▶ [EXTRACTED TEXT]
******************************

Much pleasure can be found in color, shape, form, and image. So it is very important to ask ourselves: What do I like? What gives me pleasure?
Surrounding yourself with things you love brings you happiness. Discovering what makes you happy helps you create a space that brings you joy.
4. Learn what Pleases You the Most and Be Happier
To learn your own personal aesthetics you can try these simple ways to learn what pleases you:
- Collect images that interest you. Collect appealing magazine clippings and photos, and organize them by category, like furnishing ideas, artistic, crafts, etc. Pinterest provides a wonderful tool to do this digitally.
- Collect small objects the same way. You can fill a box with small things like buttons, cute sticks, stones, or anything that is interesting because of color, shape or texture.
- Cultivate your visuals consistently & carefully. This will not only keep you decluttered, but help you stay in touch with what brings you joy.
You will end up with a collection of things that touch you at some level, and looking at the collection ask yourself: what do they have in common?
It could be color, or a style, or texture, or design. It doesn’t matter what it is, as long as it speaks to you. Look at your favorite(s) especially—why do you like them so much?
Notice what pleases you. Each collection is a way to get to know your own personal esthetic.
Once you know your sources of pleasure, make sure you surround yourself with things that make your smile, and feel good. Having sources of inspiration and pleasure in your own house, or work place will make your life more pleasurable.
Let me arise and open the gate,
to breathe the wild warm air of the heath…
— Violet Fane
5. Art Has a Feel-Good Power on the Brain
More scientific results suggest that the dopaminergic effect of art on the brain has a powerful effect on quality of life. In fact it has been shown that among stroke survivors, those with interest in the arts enjoyed better general health, found it easier to walk, had more energy, and tend to be happier. They were also less likely to be depressed or anxious.
Those results suggest that art may affect long term changes on the brain that help the person to recover when things go wrong.
Science confirms what all art lovers already knew: art appreciation improves quality of life and makes you feel good.
Great artworks stimulates the brain like falling in love: we produce dopamine.
Public art can even help beautify and energize a city. Take, for example, the efforts Chicago has made to amp up its citizens with art.
6. Our Sensitivity to the Fine Arts Evolves Throughout Our Life
In the 1940s, Abraham Maslow, an American professor of psychology, developed a Hierarchy of Needs. According to Maslow, a person will develop from basic needs to self-actualization in steps.

******************************

▶ [REQUIREMENT A] In the article on art and pleasure, what did stroke survivors with an interest in the arts find easier to do?
▶ [REQUIREMENT B] Return the part of the article on art and pleasure starting with "It could be" and going on through "life more pleasurable.".
The listing after this article on art and pleasure comes from an unrelated source.

▶ [DATASET EXCERPT]

******************************

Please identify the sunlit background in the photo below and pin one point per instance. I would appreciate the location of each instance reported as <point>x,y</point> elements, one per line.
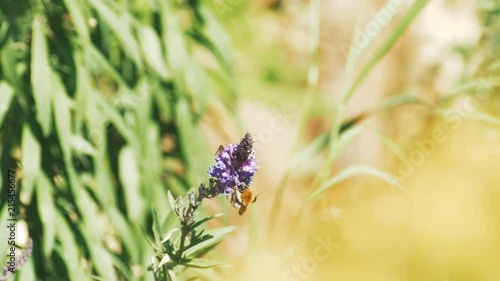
<point>446,228</point>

******************************

▶ [TASK RESPONSE A] They found it easier to walk.

▶ [TASK RESPONSE B]
It could be color, or a style, or texture, or design. It doesn’t matter what it is, as long as it speaks to you. Look at your favorite(s) especially—why do you like them so much?
Notice what pleases you. Each collection is a way to get to know your own personal esthetic.
Once you know your sources of pleasure, make sure you surround yourself with things that make your smile, and feel good. Having sources of inspiration and pleasure in your own house, or work place will make your life more pleasurable.